>> start EXERCISE MATERIALS
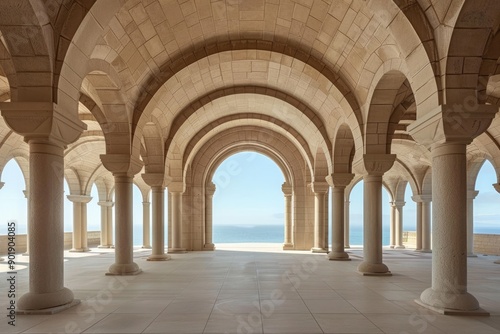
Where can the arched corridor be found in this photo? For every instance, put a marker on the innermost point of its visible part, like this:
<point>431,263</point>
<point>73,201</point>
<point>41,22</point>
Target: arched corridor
<point>103,99</point>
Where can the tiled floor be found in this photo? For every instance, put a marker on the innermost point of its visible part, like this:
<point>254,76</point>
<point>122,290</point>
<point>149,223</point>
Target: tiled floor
<point>256,289</point>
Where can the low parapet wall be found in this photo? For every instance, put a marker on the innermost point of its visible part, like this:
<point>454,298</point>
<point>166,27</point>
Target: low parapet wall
<point>488,244</point>
<point>94,239</point>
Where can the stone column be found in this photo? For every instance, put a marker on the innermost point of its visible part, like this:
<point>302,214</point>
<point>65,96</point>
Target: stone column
<point>418,241</point>
<point>109,234</point>
<point>375,165</point>
<point>80,243</point>
<point>176,189</point>
<point>209,196</point>
<point>104,223</point>
<point>338,181</point>
<point>399,224</point>
<point>471,195</point>
<point>288,193</point>
<point>497,188</point>
<point>47,130</point>
<point>25,192</point>
<point>158,252</point>
<point>1,258</point>
<point>319,189</point>
<point>392,226</point>
<point>123,167</point>
<point>347,212</point>
<point>146,231</point>
<point>448,130</point>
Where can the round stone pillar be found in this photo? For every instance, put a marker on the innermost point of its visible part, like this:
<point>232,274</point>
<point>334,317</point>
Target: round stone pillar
<point>471,195</point>
<point>209,196</point>
<point>375,165</point>
<point>339,181</point>
<point>392,226</point>
<point>418,237</point>
<point>449,231</point>
<point>47,129</point>
<point>80,241</point>
<point>176,191</point>
<point>47,293</point>
<point>347,212</point>
<point>158,198</point>
<point>146,230</point>
<point>288,194</point>
<point>319,189</point>
<point>399,224</point>
<point>124,246</point>
<point>104,223</point>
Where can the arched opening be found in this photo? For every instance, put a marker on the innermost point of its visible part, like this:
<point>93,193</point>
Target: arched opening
<point>409,215</point>
<point>356,215</point>
<point>486,204</point>
<point>248,204</point>
<point>138,214</point>
<point>13,203</point>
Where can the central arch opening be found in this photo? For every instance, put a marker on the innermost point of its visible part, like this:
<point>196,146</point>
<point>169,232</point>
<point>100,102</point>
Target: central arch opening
<point>248,204</point>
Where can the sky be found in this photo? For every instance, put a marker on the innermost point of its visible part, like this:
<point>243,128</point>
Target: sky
<point>248,193</point>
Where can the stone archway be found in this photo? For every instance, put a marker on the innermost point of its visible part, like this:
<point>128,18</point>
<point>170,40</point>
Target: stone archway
<point>199,189</point>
>> end EXERCISE MATERIALS
### PROBLEM TO WORK ON:
Turn the stretch of the data above from the line containing "Where can the tiled" through the line containing "<point>13,203</point>" into a numbered list with one line per item, leaving out any blank lines.

### OUTPUT OF THE TASK:
1. Where can the tiled floor be found in this photo? For every instance, put a marker on the innermost point of its visible part, like this:
2. <point>254,76</point>
3. <point>122,290</point>
4. <point>149,223</point>
5. Target: tiled floor
6. <point>256,289</point>
7. Where can the low parapet wall be found in this photo? For every instance, put a marker on the innermost point of its visible part, like this:
8. <point>454,298</point>
9. <point>166,27</point>
10. Target: low parapet wall
11. <point>488,244</point>
12. <point>94,239</point>
13. Where can the stone column be found in this photo? For every instance, put a marker on the innermost point of its visible part, like this:
14. <point>302,214</point>
15. <point>65,96</point>
16. Target: stone column
17. <point>418,241</point>
18. <point>109,234</point>
19. <point>375,165</point>
20. <point>80,243</point>
21. <point>176,189</point>
22. <point>209,196</point>
23. <point>104,223</point>
24. <point>338,181</point>
25. <point>399,224</point>
26. <point>471,195</point>
27. <point>288,193</point>
28. <point>497,188</point>
29. <point>47,130</point>
30. <point>25,192</point>
31. <point>158,252</point>
32. <point>1,258</point>
33. <point>319,189</point>
34. <point>392,226</point>
35. <point>123,167</point>
36. <point>347,212</point>
37. <point>146,231</point>
38. <point>448,130</point>
39. Where can the round stone pillar be found in this photo? For every instance, put a marker on the innermost point of its visible part, like this:
40. <point>232,274</point>
41. <point>334,317</point>
42. Target: round stone pillar
43. <point>471,195</point>
44. <point>209,196</point>
45. <point>375,165</point>
46. <point>339,181</point>
47. <point>392,226</point>
48. <point>418,237</point>
49. <point>449,231</point>
50. <point>47,129</point>
51. <point>80,241</point>
52. <point>176,191</point>
53. <point>47,293</point>
54. <point>347,212</point>
55. <point>158,198</point>
56. <point>146,230</point>
57. <point>288,194</point>
58. <point>319,189</point>
59. <point>399,224</point>
60. <point>124,246</point>
61. <point>104,223</point>
62. Where can the arched opening be found in this photo? For every instance, put a marker on the innermost point of its visible part, like this:
63. <point>93,193</point>
64. Target: arched opening
65. <point>409,215</point>
66. <point>356,215</point>
67. <point>486,204</point>
68. <point>248,204</point>
69. <point>138,214</point>
70. <point>13,203</point>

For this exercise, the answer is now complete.